Your objective: Set out the lines from the one with "the stone building" up to and including the one with "197 18 292 127" as a Markdown table with the columns Row and Line, omitting any blank lines.

Working data:
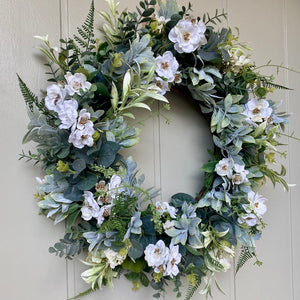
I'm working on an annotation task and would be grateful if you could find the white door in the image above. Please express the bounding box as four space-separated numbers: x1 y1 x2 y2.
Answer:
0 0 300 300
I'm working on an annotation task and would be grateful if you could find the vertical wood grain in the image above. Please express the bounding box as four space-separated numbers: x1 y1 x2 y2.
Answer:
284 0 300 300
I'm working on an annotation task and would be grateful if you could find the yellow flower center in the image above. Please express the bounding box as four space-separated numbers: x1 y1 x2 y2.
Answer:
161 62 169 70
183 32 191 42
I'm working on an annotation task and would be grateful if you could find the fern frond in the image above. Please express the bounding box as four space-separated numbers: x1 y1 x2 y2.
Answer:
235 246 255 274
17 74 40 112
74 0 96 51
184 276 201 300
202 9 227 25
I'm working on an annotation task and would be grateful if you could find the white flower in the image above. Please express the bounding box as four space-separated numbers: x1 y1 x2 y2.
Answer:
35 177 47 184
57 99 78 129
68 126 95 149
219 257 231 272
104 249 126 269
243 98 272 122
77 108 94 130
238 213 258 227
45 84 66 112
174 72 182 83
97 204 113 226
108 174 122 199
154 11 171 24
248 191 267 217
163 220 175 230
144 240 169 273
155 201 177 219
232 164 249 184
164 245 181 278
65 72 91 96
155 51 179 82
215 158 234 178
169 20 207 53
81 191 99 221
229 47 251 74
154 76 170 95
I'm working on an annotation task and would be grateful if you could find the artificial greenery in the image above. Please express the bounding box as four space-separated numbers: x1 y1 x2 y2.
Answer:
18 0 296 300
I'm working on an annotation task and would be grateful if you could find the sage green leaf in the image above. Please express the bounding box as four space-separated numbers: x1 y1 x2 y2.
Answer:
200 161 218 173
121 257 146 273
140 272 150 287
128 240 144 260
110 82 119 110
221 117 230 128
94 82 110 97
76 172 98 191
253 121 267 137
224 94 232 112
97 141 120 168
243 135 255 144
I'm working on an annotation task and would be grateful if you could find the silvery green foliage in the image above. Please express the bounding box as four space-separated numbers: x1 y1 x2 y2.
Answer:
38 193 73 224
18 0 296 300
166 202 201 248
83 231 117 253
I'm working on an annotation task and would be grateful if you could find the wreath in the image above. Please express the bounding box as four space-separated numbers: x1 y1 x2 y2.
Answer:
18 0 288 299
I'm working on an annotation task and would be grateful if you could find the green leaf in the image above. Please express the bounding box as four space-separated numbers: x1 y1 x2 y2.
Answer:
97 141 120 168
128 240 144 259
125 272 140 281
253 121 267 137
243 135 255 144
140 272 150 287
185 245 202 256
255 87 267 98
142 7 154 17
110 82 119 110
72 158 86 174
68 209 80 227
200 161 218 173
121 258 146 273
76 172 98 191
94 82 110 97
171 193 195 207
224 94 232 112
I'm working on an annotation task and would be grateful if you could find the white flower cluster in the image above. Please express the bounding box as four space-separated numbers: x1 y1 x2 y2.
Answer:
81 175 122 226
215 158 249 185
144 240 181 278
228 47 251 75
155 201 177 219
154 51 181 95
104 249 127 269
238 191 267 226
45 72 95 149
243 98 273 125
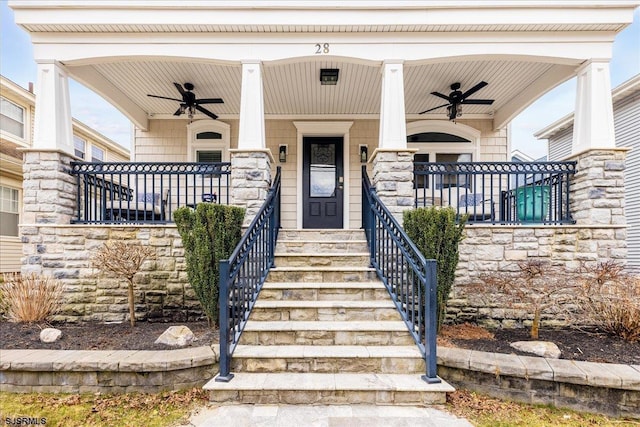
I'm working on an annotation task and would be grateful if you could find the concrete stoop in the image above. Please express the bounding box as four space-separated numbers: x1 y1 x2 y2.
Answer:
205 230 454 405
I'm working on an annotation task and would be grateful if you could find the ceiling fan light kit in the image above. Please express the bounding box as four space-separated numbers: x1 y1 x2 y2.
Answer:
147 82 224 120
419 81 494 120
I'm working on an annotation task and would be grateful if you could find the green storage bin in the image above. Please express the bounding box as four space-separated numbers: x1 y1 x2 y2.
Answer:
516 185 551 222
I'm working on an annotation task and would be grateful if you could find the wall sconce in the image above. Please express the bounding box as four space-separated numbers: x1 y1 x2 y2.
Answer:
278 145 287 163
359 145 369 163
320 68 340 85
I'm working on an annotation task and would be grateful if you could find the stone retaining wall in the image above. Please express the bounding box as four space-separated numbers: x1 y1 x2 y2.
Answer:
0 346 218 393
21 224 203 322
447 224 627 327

...

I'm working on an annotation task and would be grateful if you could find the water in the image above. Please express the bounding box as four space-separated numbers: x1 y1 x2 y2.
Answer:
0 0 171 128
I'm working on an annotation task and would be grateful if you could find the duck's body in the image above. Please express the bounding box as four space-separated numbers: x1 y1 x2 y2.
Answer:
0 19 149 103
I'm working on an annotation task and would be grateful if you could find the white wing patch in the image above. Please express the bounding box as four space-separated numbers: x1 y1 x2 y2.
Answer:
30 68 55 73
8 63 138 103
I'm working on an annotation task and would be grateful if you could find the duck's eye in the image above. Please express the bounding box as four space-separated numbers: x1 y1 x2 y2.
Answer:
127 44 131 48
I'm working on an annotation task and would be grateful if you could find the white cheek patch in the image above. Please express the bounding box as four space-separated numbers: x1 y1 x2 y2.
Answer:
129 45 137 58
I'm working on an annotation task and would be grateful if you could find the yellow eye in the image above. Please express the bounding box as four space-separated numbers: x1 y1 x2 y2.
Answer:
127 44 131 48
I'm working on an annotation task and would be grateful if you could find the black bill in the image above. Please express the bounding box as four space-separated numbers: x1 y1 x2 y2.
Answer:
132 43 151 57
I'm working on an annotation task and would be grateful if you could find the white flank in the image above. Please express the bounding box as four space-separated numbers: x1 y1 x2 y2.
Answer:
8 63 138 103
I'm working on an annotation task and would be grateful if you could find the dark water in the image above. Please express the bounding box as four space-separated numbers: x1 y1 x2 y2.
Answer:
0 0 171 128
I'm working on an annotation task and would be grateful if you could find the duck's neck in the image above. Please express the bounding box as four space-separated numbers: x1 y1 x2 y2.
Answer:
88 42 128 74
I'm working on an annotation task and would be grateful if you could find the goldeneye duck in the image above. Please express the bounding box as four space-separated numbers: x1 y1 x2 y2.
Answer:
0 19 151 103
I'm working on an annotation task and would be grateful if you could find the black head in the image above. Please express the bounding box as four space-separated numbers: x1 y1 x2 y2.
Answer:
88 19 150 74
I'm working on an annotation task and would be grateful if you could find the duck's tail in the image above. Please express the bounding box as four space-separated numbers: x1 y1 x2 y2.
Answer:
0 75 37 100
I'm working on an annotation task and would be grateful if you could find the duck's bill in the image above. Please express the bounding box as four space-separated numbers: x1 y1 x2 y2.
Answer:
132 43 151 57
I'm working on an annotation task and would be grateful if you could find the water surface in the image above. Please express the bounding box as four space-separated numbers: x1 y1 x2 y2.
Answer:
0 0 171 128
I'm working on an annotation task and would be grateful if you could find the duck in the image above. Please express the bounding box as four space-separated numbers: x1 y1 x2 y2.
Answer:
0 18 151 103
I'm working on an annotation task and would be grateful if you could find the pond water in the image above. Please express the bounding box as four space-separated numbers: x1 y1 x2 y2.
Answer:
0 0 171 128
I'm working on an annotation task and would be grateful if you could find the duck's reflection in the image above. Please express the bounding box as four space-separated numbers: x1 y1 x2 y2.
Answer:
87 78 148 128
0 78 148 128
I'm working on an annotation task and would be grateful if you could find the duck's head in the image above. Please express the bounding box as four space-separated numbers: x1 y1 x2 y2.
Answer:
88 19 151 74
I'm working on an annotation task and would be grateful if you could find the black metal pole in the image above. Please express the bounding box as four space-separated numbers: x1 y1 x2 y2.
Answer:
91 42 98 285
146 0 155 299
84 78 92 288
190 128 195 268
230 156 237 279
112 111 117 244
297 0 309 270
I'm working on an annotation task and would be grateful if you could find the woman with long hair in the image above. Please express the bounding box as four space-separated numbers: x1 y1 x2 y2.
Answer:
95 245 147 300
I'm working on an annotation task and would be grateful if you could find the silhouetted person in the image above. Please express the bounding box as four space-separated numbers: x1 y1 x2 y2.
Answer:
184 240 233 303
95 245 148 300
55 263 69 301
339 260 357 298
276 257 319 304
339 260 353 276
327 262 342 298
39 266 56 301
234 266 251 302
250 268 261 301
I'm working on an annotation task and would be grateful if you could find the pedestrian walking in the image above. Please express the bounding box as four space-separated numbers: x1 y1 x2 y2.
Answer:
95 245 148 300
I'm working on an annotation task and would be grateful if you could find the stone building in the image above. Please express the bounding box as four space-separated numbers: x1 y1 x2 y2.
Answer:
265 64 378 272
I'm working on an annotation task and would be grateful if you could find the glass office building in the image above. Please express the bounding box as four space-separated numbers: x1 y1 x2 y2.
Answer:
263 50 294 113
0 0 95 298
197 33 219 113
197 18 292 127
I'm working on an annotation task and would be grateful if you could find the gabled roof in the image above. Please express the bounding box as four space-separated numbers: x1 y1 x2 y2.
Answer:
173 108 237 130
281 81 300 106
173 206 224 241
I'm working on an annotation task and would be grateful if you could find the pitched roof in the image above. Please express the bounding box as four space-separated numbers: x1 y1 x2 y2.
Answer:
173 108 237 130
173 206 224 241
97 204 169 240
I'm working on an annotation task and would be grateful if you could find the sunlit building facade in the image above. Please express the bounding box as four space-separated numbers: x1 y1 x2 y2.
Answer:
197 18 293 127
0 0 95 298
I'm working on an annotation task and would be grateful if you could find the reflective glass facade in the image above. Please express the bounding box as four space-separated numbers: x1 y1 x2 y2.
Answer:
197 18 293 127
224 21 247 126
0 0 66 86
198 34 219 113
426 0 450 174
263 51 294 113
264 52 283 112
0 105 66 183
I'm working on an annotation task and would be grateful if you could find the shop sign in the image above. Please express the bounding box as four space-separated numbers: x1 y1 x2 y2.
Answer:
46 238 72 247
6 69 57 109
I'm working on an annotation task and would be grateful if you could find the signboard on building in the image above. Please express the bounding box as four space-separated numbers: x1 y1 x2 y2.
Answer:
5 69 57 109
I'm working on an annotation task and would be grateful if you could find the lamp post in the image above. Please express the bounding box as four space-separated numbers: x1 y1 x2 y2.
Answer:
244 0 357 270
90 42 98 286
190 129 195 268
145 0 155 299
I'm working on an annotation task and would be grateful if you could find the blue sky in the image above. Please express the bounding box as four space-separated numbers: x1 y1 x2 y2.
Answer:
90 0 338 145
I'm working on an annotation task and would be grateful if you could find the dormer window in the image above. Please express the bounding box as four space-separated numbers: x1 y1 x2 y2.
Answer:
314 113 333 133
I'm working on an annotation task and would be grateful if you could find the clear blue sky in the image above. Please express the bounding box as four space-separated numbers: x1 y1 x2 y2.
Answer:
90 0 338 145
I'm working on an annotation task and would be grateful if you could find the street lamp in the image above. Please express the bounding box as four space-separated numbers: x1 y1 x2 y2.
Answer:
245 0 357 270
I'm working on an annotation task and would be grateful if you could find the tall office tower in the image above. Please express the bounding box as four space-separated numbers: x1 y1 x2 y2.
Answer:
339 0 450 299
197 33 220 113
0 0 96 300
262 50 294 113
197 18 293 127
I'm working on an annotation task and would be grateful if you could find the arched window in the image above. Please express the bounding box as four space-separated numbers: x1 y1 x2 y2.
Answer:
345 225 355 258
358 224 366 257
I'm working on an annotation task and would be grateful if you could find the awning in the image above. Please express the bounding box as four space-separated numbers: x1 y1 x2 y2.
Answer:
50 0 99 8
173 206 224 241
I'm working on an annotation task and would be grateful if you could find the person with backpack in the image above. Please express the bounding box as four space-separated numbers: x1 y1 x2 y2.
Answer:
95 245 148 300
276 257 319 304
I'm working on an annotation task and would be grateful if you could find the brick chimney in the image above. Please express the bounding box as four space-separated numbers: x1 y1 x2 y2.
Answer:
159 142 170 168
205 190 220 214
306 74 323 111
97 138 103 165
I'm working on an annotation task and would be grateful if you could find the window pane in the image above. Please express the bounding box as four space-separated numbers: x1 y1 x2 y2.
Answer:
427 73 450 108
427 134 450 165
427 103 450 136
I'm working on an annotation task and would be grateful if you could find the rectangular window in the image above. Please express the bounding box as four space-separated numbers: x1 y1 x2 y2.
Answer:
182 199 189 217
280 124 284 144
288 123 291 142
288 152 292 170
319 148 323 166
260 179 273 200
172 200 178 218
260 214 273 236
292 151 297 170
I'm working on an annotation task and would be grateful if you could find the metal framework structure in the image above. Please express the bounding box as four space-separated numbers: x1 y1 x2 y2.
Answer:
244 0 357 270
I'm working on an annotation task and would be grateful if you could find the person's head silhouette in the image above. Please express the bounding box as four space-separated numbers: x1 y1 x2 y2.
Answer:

Solution to the problem:
| Row | Line |
|---|---|
| 1 | I'm working on an annotation task and would be grateful if you could find the stone building in the image above. Please express the bounding box as four space-separated numbers: x1 y1 x2 y2. |
| 2 | Answer: |
| 3 | 265 64 378 272 |
| 4 | I'm working on an annotation task and would be grateful if you could find the glass office building in the image above. Please express the bounding box as four space-separated numbers: x1 y1 x2 y2. |
| 5 | Answer: |
| 6 | 263 50 294 113 |
| 7 | 0 0 95 298 |
| 8 | 197 33 219 113 |
| 9 | 197 18 292 127 |